EXERCISE DETAILS — An exact copy of the listing is what is needed here; write it out in full.

INFORMATION PROVIDED —
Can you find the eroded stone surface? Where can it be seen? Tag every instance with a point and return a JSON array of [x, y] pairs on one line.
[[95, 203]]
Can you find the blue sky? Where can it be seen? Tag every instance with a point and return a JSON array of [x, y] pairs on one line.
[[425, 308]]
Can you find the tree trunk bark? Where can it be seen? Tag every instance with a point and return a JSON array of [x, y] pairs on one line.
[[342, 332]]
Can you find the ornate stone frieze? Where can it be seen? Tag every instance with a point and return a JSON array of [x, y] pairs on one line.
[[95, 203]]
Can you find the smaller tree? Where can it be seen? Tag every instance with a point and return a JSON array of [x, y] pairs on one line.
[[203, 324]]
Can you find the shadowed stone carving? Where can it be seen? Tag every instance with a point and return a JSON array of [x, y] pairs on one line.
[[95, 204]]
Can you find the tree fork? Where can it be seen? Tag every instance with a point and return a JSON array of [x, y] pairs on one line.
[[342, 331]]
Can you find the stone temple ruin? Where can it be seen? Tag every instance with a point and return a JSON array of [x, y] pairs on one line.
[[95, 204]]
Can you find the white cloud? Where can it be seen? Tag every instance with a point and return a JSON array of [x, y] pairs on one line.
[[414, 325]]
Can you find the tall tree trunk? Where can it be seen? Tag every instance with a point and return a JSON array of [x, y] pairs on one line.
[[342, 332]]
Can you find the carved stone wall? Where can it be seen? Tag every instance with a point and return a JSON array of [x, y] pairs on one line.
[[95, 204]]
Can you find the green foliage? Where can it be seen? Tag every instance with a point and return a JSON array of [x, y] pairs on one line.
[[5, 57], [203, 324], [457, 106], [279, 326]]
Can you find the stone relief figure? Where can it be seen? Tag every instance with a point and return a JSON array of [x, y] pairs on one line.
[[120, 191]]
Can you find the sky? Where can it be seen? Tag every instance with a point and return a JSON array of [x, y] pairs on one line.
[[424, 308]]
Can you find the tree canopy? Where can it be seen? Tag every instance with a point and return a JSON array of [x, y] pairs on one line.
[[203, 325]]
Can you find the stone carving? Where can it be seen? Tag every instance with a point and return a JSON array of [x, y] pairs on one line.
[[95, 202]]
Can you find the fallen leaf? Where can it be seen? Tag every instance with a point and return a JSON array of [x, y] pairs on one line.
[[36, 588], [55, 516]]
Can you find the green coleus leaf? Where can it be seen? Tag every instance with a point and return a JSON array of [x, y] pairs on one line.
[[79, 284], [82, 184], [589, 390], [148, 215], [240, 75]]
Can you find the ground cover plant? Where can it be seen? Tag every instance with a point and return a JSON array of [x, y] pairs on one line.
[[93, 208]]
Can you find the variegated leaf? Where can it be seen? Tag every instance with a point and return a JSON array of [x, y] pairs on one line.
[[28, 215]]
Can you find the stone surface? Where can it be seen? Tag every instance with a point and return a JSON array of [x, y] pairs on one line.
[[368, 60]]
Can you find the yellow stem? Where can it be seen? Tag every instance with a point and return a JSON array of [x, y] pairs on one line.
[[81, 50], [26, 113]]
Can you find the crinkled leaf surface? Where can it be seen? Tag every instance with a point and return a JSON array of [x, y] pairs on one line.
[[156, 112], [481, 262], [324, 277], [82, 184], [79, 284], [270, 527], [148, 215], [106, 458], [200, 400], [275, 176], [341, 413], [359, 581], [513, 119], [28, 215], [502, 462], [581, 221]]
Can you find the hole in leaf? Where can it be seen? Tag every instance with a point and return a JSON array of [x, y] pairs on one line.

RESULT —
Can you find the eroded stone surface? Where can it be seen? Tag every instance with a point and return a JSON array of [x, y] pairs on one line.
[[95, 203]]
Can you find the blue sky? Where can it be seen? Tag every instance with a point and return a JSON array of [x, y] pairs on one line.
[[425, 308]]
Can you find the tree trunk bark? Where can it be seen? Tag every instance with a point and return a JSON array of [x, y] pairs on one line.
[[342, 332]]
Can you find the ornate stone frieze? Where can it be seen? Tag every instance with a point and return a JSON array of [x, y] pairs on one line.
[[95, 203]]
Can you find the smaller tree? Where can it be seen? Tag every instance with a point and return a JSON array of [x, y] pairs on one line.
[[203, 324]]
Can you find the shadowed stone carving? Where can it be seen? Tag every instance with a point and return a JSON array of [x, y] pairs on one line.
[[95, 204]]
Can you find the tree fork? Where can it be seen? Tag every instance with a point and return a JSON array of [x, y] pairs on one line.
[[342, 331]]
Can you find the stone temple ruin? Where can it be seen? Tag every instance with a point and return a JSON array of [x, y] pairs on one line.
[[95, 204]]
Can you find the white cloud? Where can it be seen? Tag every instance with a point and return a JSON array of [x, y] pairs on one line.
[[414, 325]]
Can you find the tall tree trunk? Where can it be seen? Tag every instance with a point and return a JSON array of [x, y] pairs on one line.
[[342, 332]]
Can you find the carved stone wall? Where can it be seen? Tag every instance with a point and return a JSON array of [x, y] pairs on one line.
[[95, 204]]
Can you find the green foliage? Where can it be seen? Tag every instance with a point and return a JSON array of [x, y] pairs on one line.
[[5, 57], [203, 324], [457, 106], [279, 326]]
Can you find the stone relief figure? Where can it be seen? Tag every instance with a point and return a JSON array of [x, y] pairs on one line.
[[120, 191]]
Can you find the sky? Where can it be seen? Tag every instance with a point and return a JSON array of [x, y] pairs on one line.
[[424, 308]]
Can you find the tree canopy? Where can it be seen? Tag every instance with a point and return a JSON array of [x, y] pairs on one line.
[[203, 325]]
Can you find the stone carving? Where can it be seen? Tag every instance with a point and return a JSON array of [x, y] pairs on one line.
[[95, 202]]
Can you find the fallen leaf? Where can it be seen? Tag every instance with a point and return a JSON array of [x, y] pairs on one line.
[[36, 588], [55, 516]]
Can you find the green coleus leaf? Where can it be seen? Tag every instance with a point and return a JSON array of [x, y] pairs on one line.
[[79, 284], [82, 184], [589, 390], [148, 215], [240, 75]]
Can you find the ground cover plant? Where can it be seen? Tag every instance with a point and return a JSON array of [x, y] pairs on one line.
[[93, 208]]
Can you find the variegated leaf? Where can it be seen? Tag every instance with a point and return a JSON array of [x, y] pairs on one line.
[[28, 215]]
Can you find the stone surface? Where can it be seen? Tag every instance with a point and return a JSON array of [x, y] pairs on one line.
[[368, 60]]
Can you find the yellow stem? Where can it be seen? Tag every instance with a point and return a JSON array of [x, y] pairs on one line.
[[81, 50], [26, 113]]
Can you find the crinkled leaf surface? Where can it be seen? Tag every instance with a point and return a JSON array of [x, y] pairs on one line.
[[156, 112], [481, 262], [324, 277], [82, 184], [79, 284], [270, 527], [148, 215], [106, 458], [200, 400], [275, 176], [341, 413], [359, 581], [513, 119], [28, 215], [502, 462], [581, 221]]
Can you find the hole in leaf? Where can it be seen? Tag every instance with a point and return a JSON array of [x, y] pairs on one line.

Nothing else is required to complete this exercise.